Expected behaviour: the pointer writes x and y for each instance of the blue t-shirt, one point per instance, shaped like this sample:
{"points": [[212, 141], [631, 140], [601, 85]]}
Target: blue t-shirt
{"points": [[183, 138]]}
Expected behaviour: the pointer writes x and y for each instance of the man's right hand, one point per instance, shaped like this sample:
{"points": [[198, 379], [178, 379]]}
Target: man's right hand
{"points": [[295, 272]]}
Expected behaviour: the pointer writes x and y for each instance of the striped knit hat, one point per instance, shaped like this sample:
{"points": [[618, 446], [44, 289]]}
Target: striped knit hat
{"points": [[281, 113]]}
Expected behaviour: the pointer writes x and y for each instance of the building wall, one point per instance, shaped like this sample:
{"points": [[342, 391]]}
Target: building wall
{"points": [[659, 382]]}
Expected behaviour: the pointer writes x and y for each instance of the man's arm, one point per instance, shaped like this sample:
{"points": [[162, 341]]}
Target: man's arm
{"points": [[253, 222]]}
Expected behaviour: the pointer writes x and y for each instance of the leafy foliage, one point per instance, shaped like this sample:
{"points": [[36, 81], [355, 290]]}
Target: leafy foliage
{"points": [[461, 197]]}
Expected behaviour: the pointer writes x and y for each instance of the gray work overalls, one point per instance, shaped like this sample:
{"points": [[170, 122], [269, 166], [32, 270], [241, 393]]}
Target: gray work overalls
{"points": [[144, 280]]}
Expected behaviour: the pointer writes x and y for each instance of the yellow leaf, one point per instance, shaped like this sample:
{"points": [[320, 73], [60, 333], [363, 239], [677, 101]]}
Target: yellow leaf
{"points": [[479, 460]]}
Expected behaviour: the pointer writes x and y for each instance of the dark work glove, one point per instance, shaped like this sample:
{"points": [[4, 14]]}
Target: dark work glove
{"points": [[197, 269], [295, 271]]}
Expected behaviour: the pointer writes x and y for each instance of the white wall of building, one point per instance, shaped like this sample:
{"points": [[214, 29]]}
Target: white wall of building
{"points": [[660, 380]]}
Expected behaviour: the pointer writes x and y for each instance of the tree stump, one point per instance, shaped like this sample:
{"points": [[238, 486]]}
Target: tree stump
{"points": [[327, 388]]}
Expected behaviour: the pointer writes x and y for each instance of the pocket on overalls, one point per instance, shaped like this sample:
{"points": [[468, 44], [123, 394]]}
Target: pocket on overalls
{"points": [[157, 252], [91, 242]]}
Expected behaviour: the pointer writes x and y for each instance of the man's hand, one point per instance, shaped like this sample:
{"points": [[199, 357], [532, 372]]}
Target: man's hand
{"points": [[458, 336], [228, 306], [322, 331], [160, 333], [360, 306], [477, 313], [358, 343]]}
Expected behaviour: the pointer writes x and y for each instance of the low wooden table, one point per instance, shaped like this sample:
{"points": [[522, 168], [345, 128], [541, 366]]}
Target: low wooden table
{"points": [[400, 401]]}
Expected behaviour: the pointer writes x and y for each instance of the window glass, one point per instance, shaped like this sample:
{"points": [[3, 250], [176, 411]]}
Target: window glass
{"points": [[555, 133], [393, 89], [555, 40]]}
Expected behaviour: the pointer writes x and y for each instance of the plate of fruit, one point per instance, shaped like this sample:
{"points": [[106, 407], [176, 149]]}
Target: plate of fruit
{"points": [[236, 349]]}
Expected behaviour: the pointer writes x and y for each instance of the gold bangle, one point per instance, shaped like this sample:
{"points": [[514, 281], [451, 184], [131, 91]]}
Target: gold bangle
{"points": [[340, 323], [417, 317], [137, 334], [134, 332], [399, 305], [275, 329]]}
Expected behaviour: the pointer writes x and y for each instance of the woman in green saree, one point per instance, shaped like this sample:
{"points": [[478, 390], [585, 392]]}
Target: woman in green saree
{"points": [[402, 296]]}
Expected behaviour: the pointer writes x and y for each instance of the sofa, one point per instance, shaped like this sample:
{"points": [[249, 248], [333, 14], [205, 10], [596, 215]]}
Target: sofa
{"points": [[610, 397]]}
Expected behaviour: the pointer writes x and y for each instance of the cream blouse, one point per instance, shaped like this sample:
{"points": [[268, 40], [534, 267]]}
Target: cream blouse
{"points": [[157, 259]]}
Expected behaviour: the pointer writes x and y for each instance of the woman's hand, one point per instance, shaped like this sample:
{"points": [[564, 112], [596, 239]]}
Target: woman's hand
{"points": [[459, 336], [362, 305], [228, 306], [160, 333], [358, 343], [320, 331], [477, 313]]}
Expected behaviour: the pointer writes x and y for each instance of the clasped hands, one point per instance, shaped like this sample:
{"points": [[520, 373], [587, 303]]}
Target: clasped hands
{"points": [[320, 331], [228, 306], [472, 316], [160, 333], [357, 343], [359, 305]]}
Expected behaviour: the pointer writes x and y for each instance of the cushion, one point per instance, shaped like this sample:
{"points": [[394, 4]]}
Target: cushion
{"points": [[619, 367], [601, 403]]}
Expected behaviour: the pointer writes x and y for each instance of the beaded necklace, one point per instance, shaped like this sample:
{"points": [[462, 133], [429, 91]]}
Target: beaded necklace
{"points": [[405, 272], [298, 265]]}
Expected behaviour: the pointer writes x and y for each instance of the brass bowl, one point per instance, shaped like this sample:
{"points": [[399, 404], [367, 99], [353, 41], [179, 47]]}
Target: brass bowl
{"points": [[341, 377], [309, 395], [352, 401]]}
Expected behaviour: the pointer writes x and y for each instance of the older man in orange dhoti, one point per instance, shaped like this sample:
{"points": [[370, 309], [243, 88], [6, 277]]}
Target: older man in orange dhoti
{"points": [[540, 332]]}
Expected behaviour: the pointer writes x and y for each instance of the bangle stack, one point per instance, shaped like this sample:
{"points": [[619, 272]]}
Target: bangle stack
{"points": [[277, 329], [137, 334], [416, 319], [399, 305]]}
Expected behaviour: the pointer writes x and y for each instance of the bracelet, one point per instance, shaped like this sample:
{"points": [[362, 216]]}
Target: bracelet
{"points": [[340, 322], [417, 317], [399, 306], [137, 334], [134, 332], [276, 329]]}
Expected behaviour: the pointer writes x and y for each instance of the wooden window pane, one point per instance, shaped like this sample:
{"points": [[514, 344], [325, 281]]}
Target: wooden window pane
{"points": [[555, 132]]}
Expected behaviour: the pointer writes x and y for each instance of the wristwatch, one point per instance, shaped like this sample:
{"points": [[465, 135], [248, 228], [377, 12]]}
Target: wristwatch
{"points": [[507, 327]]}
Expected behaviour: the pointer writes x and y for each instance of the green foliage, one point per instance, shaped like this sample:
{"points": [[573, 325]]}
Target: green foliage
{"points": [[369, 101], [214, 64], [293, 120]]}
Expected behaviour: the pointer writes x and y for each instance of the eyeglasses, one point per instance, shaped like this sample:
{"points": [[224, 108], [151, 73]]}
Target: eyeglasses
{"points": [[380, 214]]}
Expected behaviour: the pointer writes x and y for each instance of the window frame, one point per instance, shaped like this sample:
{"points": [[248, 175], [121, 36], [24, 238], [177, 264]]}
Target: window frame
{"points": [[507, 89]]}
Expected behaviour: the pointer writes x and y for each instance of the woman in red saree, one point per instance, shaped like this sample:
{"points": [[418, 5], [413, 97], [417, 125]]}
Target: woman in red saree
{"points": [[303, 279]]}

________

[To be done]: Rewrite all the records above, substituting "annotator" for every occurrence of "pointer" and leaving everything else unchanged.

[Exercise response]:
Expected behaviour: the annotator writes x and y for each instance of the blue t-shirt, one point per instance, shaped like this sample:
{"points": [[212, 141], [631, 140], [601, 85]]}
Target: blue t-shirt
{"points": [[183, 138]]}
Expected behaviour: the annotator writes x and y for each instance of the man's right hand, one point per instance, shaped like this sample:
{"points": [[198, 379], [178, 379]]}
Target: man's right hand
{"points": [[295, 272]]}
Expected behaviour: the annotator writes x and y for each instance of the striped knit hat, one point per instance, shaped like this sample:
{"points": [[618, 446], [44, 289]]}
Target: striped knit hat
{"points": [[281, 113]]}
Expected behaviour: the annotator writes x and y for each instance of the building wall, one point per instance, shaped like this sample:
{"points": [[342, 391]]}
Target: building wall
{"points": [[659, 382]]}
Expected behaviour: the annotator writes x and y for each instance of the man's arm, one point per instance, shaped like this sample:
{"points": [[162, 341]]}
Target: man's arm
{"points": [[253, 222]]}
Expected behaviour: the annotator writes x and y for each instance of the leafy foliage, one point per instance, shaped like this sample:
{"points": [[36, 81], [355, 290]]}
Target: leafy foliage
{"points": [[461, 197]]}
Expected behaviour: the annotator writes x and y for each instance of the gray work overalls, one point per instance, shaped like this sample:
{"points": [[170, 122], [269, 166], [32, 270], [241, 393]]}
Target: gray work overalls
{"points": [[144, 280]]}
Expected behaviour: the annotator writes x and y for each instance of the yellow leaf, one point per instance, shaped like this sample:
{"points": [[320, 73], [60, 333], [363, 239], [677, 101]]}
Target: yellow leaf
{"points": [[479, 460]]}
Expected behaviour: the annotator writes x and y for each instance of the dark work glove, one point per instance, shaped like this sample:
{"points": [[4, 14]]}
Target: dark work glove
{"points": [[197, 269], [295, 271]]}
Expected behaviour: the annotator writes x and y for each instance of the white wall of building, one point per instance, shaped like this sample:
{"points": [[214, 29]]}
Target: white wall of building
{"points": [[660, 380]]}
Expected behaviour: the annotator writes x and y for each instance of the tree stump, one point per instance, shaped like this sample:
{"points": [[238, 486]]}
Target: tree stump
{"points": [[327, 388]]}
Expected behaviour: the annotator writes x and y for each instance of the pocket on overalls, one point per instance, shaped like this sample:
{"points": [[468, 44], [123, 394]]}
Target: pocket on overalls
{"points": [[157, 252], [91, 242]]}
Expected behaviour: the annotator writes x and y for each instance of the man's hand, one point per instance, shaped like this sample:
{"points": [[199, 357], [532, 372]]}
Target: man's hand
{"points": [[458, 336], [228, 306], [322, 331], [160, 333], [360, 306], [477, 313], [358, 343]]}
Expected behaviour: the annotator writes x and y for each instance of the low wooden table, one point per instance, shaped like this sample:
{"points": [[522, 168], [345, 128], [541, 366]]}
Target: low wooden table
{"points": [[400, 401]]}
Expected behaviour: the annotator writes x and y for each instance of the window glass, one point per instance, shaped like this sample:
{"points": [[3, 250], [176, 411]]}
Target: window glass
{"points": [[555, 133], [393, 89], [555, 40]]}
Expected behaviour: the annotator writes x and y for each instance of the plate of fruit, one point per instance, shaped like this sample:
{"points": [[106, 407], [176, 149]]}
Target: plate of fruit
{"points": [[236, 349]]}
Expected behaviour: the annotator writes x and y for each instance of the gold bangle, one point per instance, shaped like this sample:
{"points": [[514, 281], [451, 184], [131, 91]]}
Target: gold bangle
{"points": [[340, 323], [417, 317], [137, 334], [134, 332], [399, 305], [275, 329]]}
Expected behaviour: the annotator writes x and y for each instance of the woman in green saree, one point per instance, shaped like this sample:
{"points": [[478, 390], [585, 392]]}
Target: woman in green saree
{"points": [[402, 296]]}
Expected behaviour: the annotator writes x and y for each instance of the sofa, one point per instance, shaped like this sample:
{"points": [[249, 248], [333, 14], [205, 10], [596, 215]]}
Target: sofa
{"points": [[610, 397]]}
Expected behaviour: the annotator writes x and y for each instance of the cream blouse, one point per instance, shaped like this sample:
{"points": [[268, 40], [534, 267]]}
Target: cream blouse
{"points": [[157, 259]]}
Expected behaviour: the annotator writes x and y for each instance of the woman's hand, one point per instance, shaped like this sample:
{"points": [[564, 112], [596, 239]]}
Target: woman's hand
{"points": [[459, 336], [362, 305], [228, 306], [160, 333], [358, 343], [320, 331], [477, 313]]}
Expected behaviour: the annotator writes x and y for each instance of the clasped hands, one point per instance, shaped like this sample:
{"points": [[520, 373], [587, 303]]}
Target: clasped hands
{"points": [[320, 331], [228, 306], [472, 316], [160, 333], [357, 343], [359, 305]]}
Expected behaviour: the annotator writes x and y for each instance of the cushion, one point per instance, shaped like this sample:
{"points": [[394, 4]]}
Target: cushion
{"points": [[619, 367], [601, 403]]}
Expected behaviour: the annotator writes x and y for each instance of the beaded necklace, one point per instance, shaped like this sample:
{"points": [[462, 133], [429, 91]]}
Target: beaded necklace
{"points": [[405, 272], [298, 265]]}
Expected behaviour: the annotator writes x and y for each instance of the brass bowl, one point per instance, shaped like this sample:
{"points": [[399, 404], [367, 99], [353, 41], [179, 47]]}
Target: brass bowl
{"points": [[341, 377], [309, 395], [352, 401]]}
Expected behaviour: the annotator writes x and y for each instance of the older man in orange dhoti, one point per instance, shaped like this sample:
{"points": [[370, 309], [243, 88], [6, 277]]}
Target: older man in orange dhoti
{"points": [[540, 332]]}
Expected behaviour: the annotator writes x and y for each instance of the bangle stack, one point per instance, shaped like this sample:
{"points": [[619, 272]]}
Target: bangle stack
{"points": [[277, 329], [137, 334], [416, 319], [399, 305]]}
Expected behaviour: the annotator writes x and y for each instance of the bracelet, one point per instance, shaped like this sample:
{"points": [[362, 216]]}
Target: bracelet
{"points": [[340, 322], [417, 317], [399, 306], [137, 334], [134, 332], [276, 329]]}
Expected behaviour: the annotator writes x and y for each instance of the wooden window pane, one point per instance, shaped like this sample:
{"points": [[514, 344], [325, 281]]}
Target: wooden window pane
{"points": [[555, 132]]}
Expected behaviour: the annotator writes x and y for each instance of the wristwatch, one point per instance, shaped like this sample:
{"points": [[465, 135], [248, 228], [377, 12]]}
Target: wristwatch
{"points": [[507, 327]]}
Expected behaviour: the annotator writes x and y for each instance of the green foliage, one point per instance, shaped like this sample:
{"points": [[573, 325]]}
Target: green foliage
{"points": [[369, 101], [214, 64], [293, 120]]}
Expected behaviour: the annotator writes x and y for each instance of the eyeglasses, one point per instance, shaped like this sample:
{"points": [[224, 108], [151, 73]]}
Target: eyeglasses
{"points": [[380, 214]]}
Expected behaviour: the annotator writes x and y for each instance of the window frame, one point per instance, shaped like this sample:
{"points": [[248, 175], [121, 36], [24, 238], [177, 264]]}
Target: window frame
{"points": [[507, 89]]}
Expected behaviour: the annotator writes x and y for each instance of the woman in red saree, one point per instance, shaped like this sample:
{"points": [[418, 5], [413, 97], [417, 125]]}
Target: woman in red saree
{"points": [[303, 279]]}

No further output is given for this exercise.